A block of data

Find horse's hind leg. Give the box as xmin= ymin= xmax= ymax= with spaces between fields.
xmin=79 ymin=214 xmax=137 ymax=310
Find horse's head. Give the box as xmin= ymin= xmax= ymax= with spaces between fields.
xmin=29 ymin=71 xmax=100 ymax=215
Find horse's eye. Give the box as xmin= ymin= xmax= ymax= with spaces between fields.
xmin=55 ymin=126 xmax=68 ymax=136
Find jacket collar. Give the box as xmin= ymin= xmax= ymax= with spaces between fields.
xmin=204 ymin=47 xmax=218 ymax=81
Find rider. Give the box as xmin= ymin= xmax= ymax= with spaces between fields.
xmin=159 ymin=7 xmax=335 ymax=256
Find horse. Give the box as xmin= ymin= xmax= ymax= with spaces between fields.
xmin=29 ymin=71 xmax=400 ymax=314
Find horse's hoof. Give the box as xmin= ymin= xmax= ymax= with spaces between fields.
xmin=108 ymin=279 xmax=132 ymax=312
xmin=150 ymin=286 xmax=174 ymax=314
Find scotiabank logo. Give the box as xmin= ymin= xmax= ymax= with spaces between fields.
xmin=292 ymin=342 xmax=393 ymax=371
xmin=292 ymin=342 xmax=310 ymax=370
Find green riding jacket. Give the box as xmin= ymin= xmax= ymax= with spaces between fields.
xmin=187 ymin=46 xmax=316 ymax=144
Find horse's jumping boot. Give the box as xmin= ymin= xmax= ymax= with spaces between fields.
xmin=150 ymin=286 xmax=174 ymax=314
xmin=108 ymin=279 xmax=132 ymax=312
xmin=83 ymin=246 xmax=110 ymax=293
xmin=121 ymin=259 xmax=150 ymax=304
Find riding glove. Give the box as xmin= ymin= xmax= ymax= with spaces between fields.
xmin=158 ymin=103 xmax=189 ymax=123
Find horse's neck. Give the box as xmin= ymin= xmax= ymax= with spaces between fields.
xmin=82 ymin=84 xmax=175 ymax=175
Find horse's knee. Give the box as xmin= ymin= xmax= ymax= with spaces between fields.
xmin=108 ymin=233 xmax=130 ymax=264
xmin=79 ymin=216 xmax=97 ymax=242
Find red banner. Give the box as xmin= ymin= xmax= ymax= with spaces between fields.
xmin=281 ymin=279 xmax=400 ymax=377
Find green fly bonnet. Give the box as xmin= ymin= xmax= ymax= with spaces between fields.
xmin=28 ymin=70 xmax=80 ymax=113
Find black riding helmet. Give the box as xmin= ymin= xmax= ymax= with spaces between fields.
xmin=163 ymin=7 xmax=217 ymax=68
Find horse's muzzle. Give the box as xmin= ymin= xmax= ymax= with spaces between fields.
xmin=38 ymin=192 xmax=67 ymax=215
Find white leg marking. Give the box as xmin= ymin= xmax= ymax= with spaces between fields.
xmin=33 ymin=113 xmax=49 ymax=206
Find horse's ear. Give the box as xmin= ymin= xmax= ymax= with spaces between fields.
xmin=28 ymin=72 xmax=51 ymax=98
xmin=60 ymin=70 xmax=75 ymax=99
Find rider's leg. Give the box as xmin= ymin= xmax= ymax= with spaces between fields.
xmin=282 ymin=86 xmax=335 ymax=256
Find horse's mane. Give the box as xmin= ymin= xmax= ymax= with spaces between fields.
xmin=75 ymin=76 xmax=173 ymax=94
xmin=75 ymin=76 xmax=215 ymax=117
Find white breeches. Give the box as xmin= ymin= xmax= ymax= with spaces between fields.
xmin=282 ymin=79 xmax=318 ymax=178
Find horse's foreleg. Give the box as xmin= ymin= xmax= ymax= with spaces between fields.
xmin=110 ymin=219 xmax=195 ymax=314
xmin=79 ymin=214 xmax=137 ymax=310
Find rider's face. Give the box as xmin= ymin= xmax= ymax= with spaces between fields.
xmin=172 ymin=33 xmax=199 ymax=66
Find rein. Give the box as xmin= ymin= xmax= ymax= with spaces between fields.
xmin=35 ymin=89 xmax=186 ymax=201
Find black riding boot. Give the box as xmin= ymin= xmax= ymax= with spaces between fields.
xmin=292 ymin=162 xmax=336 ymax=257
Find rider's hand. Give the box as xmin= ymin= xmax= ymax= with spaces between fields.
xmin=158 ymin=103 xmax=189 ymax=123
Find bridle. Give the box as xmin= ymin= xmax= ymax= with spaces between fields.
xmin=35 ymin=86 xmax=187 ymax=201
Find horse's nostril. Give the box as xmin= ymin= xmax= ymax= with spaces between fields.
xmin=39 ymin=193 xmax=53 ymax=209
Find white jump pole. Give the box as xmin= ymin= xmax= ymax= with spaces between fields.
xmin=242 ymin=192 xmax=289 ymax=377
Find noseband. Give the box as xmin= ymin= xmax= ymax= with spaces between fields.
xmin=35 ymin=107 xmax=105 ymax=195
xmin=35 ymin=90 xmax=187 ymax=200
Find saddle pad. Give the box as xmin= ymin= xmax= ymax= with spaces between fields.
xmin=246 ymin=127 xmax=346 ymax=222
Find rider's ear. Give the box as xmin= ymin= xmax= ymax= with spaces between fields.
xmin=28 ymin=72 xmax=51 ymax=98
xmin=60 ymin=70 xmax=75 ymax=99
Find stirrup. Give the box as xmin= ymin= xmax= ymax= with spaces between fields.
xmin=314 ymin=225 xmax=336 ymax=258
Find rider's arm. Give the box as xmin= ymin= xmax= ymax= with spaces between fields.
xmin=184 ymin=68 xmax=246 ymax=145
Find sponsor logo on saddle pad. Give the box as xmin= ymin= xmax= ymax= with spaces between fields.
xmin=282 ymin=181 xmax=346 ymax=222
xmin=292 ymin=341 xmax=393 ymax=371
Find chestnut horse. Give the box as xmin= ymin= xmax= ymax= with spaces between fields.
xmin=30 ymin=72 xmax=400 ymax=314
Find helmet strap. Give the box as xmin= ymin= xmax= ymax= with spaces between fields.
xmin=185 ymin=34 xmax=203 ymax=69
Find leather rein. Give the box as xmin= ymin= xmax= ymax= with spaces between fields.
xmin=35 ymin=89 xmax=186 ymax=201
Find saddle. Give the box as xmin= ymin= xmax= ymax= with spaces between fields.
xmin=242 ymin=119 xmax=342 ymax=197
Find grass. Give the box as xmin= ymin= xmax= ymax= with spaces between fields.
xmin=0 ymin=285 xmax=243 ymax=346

GOAL
Convert all the lines in the block of data above into a two-column CSV with the headers input and output, giving one row for each line that begins with "Find". Put that line in input and every line of coordinates that follows it in output, quoting each field and replacing line breaks with spaces.

CORRECT ANSWER
input,output
"Find horse's hind leg. Give the box as xmin= ymin= xmax= ymax= with spaces between fields.","xmin=79 ymin=214 xmax=137 ymax=310"
"Find horse's head. Give the box as xmin= ymin= xmax= ymax= with spaces between fields.","xmin=29 ymin=71 xmax=100 ymax=215"
"Find horse's eye. Give the box as xmin= ymin= xmax= ymax= with spaces between fields.","xmin=55 ymin=126 xmax=68 ymax=136"
"Find jacket collar. Give the box as xmin= ymin= xmax= ymax= with spaces between fields.","xmin=204 ymin=47 xmax=218 ymax=81"
"Find rider. Give the box as xmin= ymin= xmax= ymax= with spaces between fields.","xmin=159 ymin=7 xmax=335 ymax=256"
"Find horse. Give the box as xmin= ymin= xmax= ymax= with spaces between fields.","xmin=29 ymin=71 xmax=400 ymax=314"
"Find horse's hoof. Give the box as xmin= ymin= xmax= ymax= with spaces between fields.","xmin=108 ymin=279 xmax=132 ymax=312 xmin=150 ymin=286 xmax=174 ymax=314"
"Find scotiabank logo. Give the box as xmin= ymin= xmax= ymax= with spaces between fields.","xmin=292 ymin=342 xmax=393 ymax=371 xmin=292 ymin=342 xmax=310 ymax=370"
"Find green riding jacket. Give the box as xmin= ymin= xmax= ymax= with spaces between fields.","xmin=187 ymin=46 xmax=316 ymax=144"
"Find horse's jumping boot. Give the box as xmin= ymin= xmax= ymax= with spaces between fields.","xmin=150 ymin=286 xmax=174 ymax=314 xmin=108 ymin=279 xmax=132 ymax=312 xmin=83 ymin=246 xmax=110 ymax=293 xmin=121 ymin=259 xmax=150 ymax=304"
"Find riding glove. Give the box as xmin= ymin= xmax= ymax= with spaces between fields.","xmin=158 ymin=103 xmax=189 ymax=123"
"Find horse's neck. Give the box as xmin= ymin= xmax= ymax= with spaces between fields.","xmin=82 ymin=84 xmax=175 ymax=175"
"Find horse's knee. Give the box as xmin= ymin= xmax= ymax= with spaces between fields.","xmin=108 ymin=233 xmax=130 ymax=264 xmin=79 ymin=216 xmax=97 ymax=242"
"Find red banner. Give the box as xmin= ymin= xmax= ymax= with spaces between fields.","xmin=281 ymin=279 xmax=400 ymax=377"
"Find green fly bonnet. Give the box as xmin= ymin= xmax= ymax= with spaces between fields.","xmin=28 ymin=70 xmax=80 ymax=113"
"Find black riding helmet. Give the box as xmin= ymin= xmax= ymax= with spaces between fields.","xmin=163 ymin=7 xmax=217 ymax=68"
"Find horse's muzzle. Give the box as xmin= ymin= xmax= ymax= with spaces between fields.","xmin=38 ymin=192 xmax=67 ymax=215"
"Find white leg marking. Give the box as xmin= ymin= xmax= ymax= with spaces between fields.","xmin=33 ymin=113 xmax=49 ymax=206"
"Find horse's ear. Give the box as xmin= ymin= xmax= ymax= with spaces between fields.","xmin=28 ymin=72 xmax=51 ymax=98 xmin=60 ymin=70 xmax=75 ymax=99"
"Find rider's leg. Give the box as xmin= ymin= xmax= ymax= with spaces between fields.","xmin=282 ymin=86 xmax=335 ymax=256"
"Find horse's mane. Give the box as xmin= ymin= xmax= ymax= with spaces between fields.","xmin=75 ymin=76 xmax=173 ymax=94 xmin=75 ymin=76 xmax=215 ymax=117"
"Find white breeches. Give the box as xmin= ymin= xmax= ymax= with spaces between fields.","xmin=282 ymin=79 xmax=318 ymax=178"
"Find horse's foreleg. Give the box as xmin= ymin= xmax= ymax= with spaces between fields.","xmin=110 ymin=219 xmax=195 ymax=314 xmin=79 ymin=214 xmax=137 ymax=310"
"Find rider's face. Give the box as xmin= ymin= xmax= ymax= with spaces between fields.","xmin=172 ymin=33 xmax=199 ymax=66"
"Find rein. Give the box as xmin= ymin= xmax= ymax= with spaces between fields.","xmin=35 ymin=89 xmax=186 ymax=201"
"Find black riding boot. Give the box as xmin= ymin= xmax= ymax= with spaces between fields.","xmin=292 ymin=162 xmax=336 ymax=257"
"Find rider's hand. Give the box as xmin= ymin= xmax= ymax= with spaces between fields.","xmin=158 ymin=103 xmax=189 ymax=123"
"Find bridle. Give the box as xmin= ymin= xmax= ymax= with spaces between fields.","xmin=35 ymin=86 xmax=187 ymax=201"
"Find horse's nostril. Give the box as xmin= ymin= xmax= ymax= with spaces between fields.","xmin=39 ymin=193 xmax=53 ymax=209"
"Find white jump pole. Give the box as xmin= ymin= xmax= ymax= with spaces between fields.","xmin=242 ymin=192 xmax=289 ymax=377"
"Find noseband. Give the box as xmin= ymin= xmax= ymax= with spaces between fields.","xmin=35 ymin=107 xmax=105 ymax=195 xmin=35 ymin=90 xmax=187 ymax=200"
"Find saddle pad. Give the box as xmin= ymin= xmax= ymax= with spaces between fields.","xmin=246 ymin=127 xmax=346 ymax=222"
"Find rider's ear. Give the box as xmin= ymin= xmax= ymax= with spaces between fields.","xmin=28 ymin=72 xmax=51 ymax=98 xmin=60 ymin=70 xmax=75 ymax=99"
"Find stirrup. Give the box as xmin= ymin= xmax= ymax= with spaces between fields.","xmin=314 ymin=225 xmax=336 ymax=258"
"Find rider's arm. Give the box as xmin= ymin= xmax= ymax= with spaces between fields.","xmin=184 ymin=68 xmax=246 ymax=145"
"Find sponsor logo on saddle pad. Give the box as xmin= ymin= xmax= ymax= with spaces between fields.","xmin=282 ymin=181 xmax=346 ymax=222 xmin=292 ymin=341 xmax=393 ymax=371"
"Find chestnut horse. Give the box as xmin= ymin= xmax= ymax= with spaces between fields.","xmin=30 ymin=72 xmax=400 ymax=314"
"Find helmet strap. Give the box as xmin= ymin= xmax= ymax= with spaces between fields.","xmin=185 ymin=34 xmax=203 ymax=69"
"Find leather rein. Give the box as xmin= ymin= xmax= ymax= with spaces between fields.","xmin=35 ymin=89 xmax=186 ymax=201"
"Find saddle. Give the box as xmin= ymin= xmax= ymax= with spaces between fields.","xmin=242 ymin=119 xmax=342 ymax=197"
"Find grass. Give the box as xmin= ymin= xmax= ymax= with spaces between fields.","xmin=0 ymin=285 xmax=243 ymax=346"